◆ **Extrait source**:
==========
Après Bob Dylan pour Todd Haynes, le jeune comédien britannique campe un John Keats magnétique dans Bright Star.

Aux côtés d’Abbie Cornish, Ben Whishaw est assurément la révélation de Bright Star, le film de Jane Campion où il campe un John Keats dont la fragilité n’entame en rien le feu intérieur. Un rôle étincelant, rendu plus troublant encore par une beauté que le jeune comédien britannique – il aura 30 ans dans quelques mois – a résolument magnétique. De quoi, en tout état de cause, le voir définitivement crever l’écran, sans que cette effervescence semble pour autant en mesure d’altérer sa sérénité. Ainsi, à Cannes, en mai dernier, où il s’accommodait avec calme voire amusement du grand cirque médiatique, comparant son expérience du Festival à des « montagnes russes. »

Au vrai, l’acteur n’est pas tout à fait un inconnu: découvert il y a tout juste 10 ans dans Mauvaise passe de Michel Blanc, Ben Whishaw campe, quelques années plus tard, le Jean-Baptiste Grenouille du Parfum de Tom Tykwer. De quoi asseoir un début de notoriété internationale: « C’est le premier film dans lequel j’ai tourné à avoir été vu par autant de monde. Je ne sais pas quel impact il a pu avoir sur ma carrière, je préfère y repenser comme à une expérience de travail très heureuse », commente-t-il sobrement – il a d’ailleurs, depuis, retrouvé Tykwer pour The International.
==========
◆ **Section des données**:
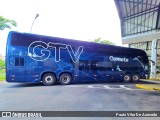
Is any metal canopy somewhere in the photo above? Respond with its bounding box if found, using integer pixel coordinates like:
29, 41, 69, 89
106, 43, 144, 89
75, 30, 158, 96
115, 0, 160, 37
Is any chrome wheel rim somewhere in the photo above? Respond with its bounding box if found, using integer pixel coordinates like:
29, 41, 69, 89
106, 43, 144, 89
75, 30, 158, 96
45, 76, 53, 84
62, 76, 70, 84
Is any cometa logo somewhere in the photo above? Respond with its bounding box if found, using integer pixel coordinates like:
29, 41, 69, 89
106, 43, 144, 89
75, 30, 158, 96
109, 56, 129, 62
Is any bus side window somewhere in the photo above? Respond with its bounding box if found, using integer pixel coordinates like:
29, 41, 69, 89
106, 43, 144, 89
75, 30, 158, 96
79, 60, 89, 70
15, 57, 24, 66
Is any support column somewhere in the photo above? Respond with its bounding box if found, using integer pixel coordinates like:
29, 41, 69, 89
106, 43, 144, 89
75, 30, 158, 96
151, 39, 158, 79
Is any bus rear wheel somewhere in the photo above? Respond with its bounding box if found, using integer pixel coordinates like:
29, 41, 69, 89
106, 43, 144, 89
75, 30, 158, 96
42, 73, 56, 86
123, 74, 131, 82
59, 73, 72, 85
132, 74, 140, 82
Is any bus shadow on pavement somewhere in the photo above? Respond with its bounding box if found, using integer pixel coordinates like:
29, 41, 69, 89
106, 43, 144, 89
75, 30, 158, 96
9, 80, 158, 88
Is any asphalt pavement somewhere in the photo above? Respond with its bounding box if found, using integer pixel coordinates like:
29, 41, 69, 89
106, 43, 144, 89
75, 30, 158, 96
0, 81, 160, 119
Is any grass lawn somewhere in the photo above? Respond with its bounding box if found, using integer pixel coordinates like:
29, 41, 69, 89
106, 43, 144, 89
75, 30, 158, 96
0, 69, 6, 81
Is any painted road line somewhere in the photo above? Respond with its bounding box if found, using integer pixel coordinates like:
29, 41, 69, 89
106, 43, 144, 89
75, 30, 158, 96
136, 84, 160, 91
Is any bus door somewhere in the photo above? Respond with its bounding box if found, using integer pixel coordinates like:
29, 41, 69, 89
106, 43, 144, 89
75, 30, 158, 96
8, 56, 26, 82
78, 60, 94, 81
112, 64, 124, 80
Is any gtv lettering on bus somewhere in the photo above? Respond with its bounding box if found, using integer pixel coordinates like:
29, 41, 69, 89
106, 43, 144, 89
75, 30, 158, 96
109, 56, 129, 62
28, 41, 83, 63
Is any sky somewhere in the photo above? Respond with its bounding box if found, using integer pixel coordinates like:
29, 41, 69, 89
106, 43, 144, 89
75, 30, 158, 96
0, 0, 122, 55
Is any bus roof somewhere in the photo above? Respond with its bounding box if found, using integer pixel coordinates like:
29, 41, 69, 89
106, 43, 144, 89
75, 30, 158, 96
7, 31, 146, 56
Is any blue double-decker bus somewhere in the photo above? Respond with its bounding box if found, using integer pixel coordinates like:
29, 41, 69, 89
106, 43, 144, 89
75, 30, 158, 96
==========
◆ **Tâche à réaliser**: Dans l'article sur Ben Whishaw, à quoi l'acteur compare-t-il son expérience du Festival de Cannes ? Les entrées ne jouent aucun rôle dans ce travail.

◆ **Réponse à la tâche**: À des « montagnes russes ».